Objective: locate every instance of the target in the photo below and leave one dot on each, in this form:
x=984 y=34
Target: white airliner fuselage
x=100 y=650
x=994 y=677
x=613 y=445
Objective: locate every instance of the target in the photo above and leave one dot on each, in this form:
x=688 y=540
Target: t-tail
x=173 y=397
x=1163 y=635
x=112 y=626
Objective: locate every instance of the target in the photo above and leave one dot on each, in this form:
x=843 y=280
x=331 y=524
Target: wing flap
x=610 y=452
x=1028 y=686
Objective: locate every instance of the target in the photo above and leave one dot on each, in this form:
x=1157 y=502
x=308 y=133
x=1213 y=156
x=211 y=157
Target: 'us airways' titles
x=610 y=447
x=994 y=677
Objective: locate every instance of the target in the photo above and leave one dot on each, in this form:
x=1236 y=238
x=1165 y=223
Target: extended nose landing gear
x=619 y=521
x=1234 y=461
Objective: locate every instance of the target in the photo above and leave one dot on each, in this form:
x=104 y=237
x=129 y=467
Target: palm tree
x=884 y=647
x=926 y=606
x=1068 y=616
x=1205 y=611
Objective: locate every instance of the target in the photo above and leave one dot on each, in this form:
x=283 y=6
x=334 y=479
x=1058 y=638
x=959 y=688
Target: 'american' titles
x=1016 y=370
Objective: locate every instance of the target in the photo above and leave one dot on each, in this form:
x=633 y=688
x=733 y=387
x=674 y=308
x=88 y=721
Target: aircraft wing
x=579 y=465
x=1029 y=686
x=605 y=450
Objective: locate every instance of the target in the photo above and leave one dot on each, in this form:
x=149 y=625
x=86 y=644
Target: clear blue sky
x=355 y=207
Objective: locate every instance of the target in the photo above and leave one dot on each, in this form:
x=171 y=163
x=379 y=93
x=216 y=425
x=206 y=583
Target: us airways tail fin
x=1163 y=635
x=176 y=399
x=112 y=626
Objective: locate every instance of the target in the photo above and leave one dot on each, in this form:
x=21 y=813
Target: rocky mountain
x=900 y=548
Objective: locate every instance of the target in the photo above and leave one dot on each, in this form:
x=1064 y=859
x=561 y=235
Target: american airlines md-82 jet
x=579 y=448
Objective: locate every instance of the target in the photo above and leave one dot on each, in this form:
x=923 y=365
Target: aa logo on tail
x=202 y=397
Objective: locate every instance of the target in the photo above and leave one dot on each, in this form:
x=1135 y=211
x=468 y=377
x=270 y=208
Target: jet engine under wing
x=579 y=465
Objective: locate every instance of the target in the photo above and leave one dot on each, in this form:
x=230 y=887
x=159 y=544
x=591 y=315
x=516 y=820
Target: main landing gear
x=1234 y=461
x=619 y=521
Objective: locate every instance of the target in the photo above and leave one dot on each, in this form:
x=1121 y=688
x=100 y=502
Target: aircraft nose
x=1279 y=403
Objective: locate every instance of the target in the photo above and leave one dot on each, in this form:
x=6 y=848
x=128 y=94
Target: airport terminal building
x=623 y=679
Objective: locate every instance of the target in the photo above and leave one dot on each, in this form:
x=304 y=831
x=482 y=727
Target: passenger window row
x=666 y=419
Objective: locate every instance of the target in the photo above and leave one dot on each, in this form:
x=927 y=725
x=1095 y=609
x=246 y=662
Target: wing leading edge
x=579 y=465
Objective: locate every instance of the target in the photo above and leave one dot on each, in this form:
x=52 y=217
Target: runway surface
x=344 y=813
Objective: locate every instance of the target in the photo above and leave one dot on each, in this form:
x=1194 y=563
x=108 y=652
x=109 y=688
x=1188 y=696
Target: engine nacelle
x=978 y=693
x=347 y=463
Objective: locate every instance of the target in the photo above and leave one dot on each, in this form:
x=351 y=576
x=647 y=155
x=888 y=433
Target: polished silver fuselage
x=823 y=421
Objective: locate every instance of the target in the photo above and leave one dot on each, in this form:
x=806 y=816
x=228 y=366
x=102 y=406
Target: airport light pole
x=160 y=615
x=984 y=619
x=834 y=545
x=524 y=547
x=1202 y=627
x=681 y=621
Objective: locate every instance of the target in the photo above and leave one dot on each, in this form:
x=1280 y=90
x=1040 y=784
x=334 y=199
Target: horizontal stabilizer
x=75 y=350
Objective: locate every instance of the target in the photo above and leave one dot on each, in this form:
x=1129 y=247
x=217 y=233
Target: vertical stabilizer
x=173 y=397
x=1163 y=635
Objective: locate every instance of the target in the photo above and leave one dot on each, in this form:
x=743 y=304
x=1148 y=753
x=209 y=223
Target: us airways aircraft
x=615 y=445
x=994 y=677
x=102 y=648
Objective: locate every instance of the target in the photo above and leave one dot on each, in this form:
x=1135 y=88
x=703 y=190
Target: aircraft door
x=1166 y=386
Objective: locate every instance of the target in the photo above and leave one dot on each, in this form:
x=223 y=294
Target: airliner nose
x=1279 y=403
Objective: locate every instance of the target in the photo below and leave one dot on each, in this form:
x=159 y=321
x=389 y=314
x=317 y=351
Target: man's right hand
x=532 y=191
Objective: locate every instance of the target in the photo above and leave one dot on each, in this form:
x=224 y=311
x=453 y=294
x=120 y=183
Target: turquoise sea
——
Go through the material above and output exactly the lines from the one containing "Target: wing leading edge" through the one containing "x=209 y=223".

Target: wing leading edge
x=579 y=465
Objective: locate every instance of the target in the photo above and leave one dot on each, in this form:
x=52 y=217
Target: runway surface
x=344 y=813
Objective: locate every instance of the target in the photo above and leave one dot on each, in this form:
x=1194 y=563
x=108 y=652
x=109 y=688
x=1188 y=696
Target: engine nacelle
x=978 y=693
x=347 y=463
Objective: locate every instance of the target in the photo above and leave one dot on each, in this form:
x=351 y=576
x=647 y=155
x=888 y=433
Target: polished silver fuselage
x=823 y=421
Objective: locate every instance of the target in the photo above and leave one dot on each, in this form:
x=806 y=816
x=228 y=366
x=102 y=406
Target: airport light pole
x=160 y=615
x=984 y=619
x=834 y=545
x=524 y=547
x=1202 y=627
x=681 y=621
Objective: locate every instance of the target in the photo above and leave one dot on each, in this form:
x=1280 y=90
x=1040 y=784
x=334 y=199
Target: horizontal stabilizer
x=75 y=350
Objective: locate every instance of the target in the photo above and leave one dot on each, in this form:
x=1129 y=247
x=217 y=233
Target: vertical stabilizer
x=173 y=397
x=1163 y=635
Objective: locate every instance of the target in the photo above and leave one dot on each, in this form:
x=743 y=304
x=1148 y=753
x=209 y=223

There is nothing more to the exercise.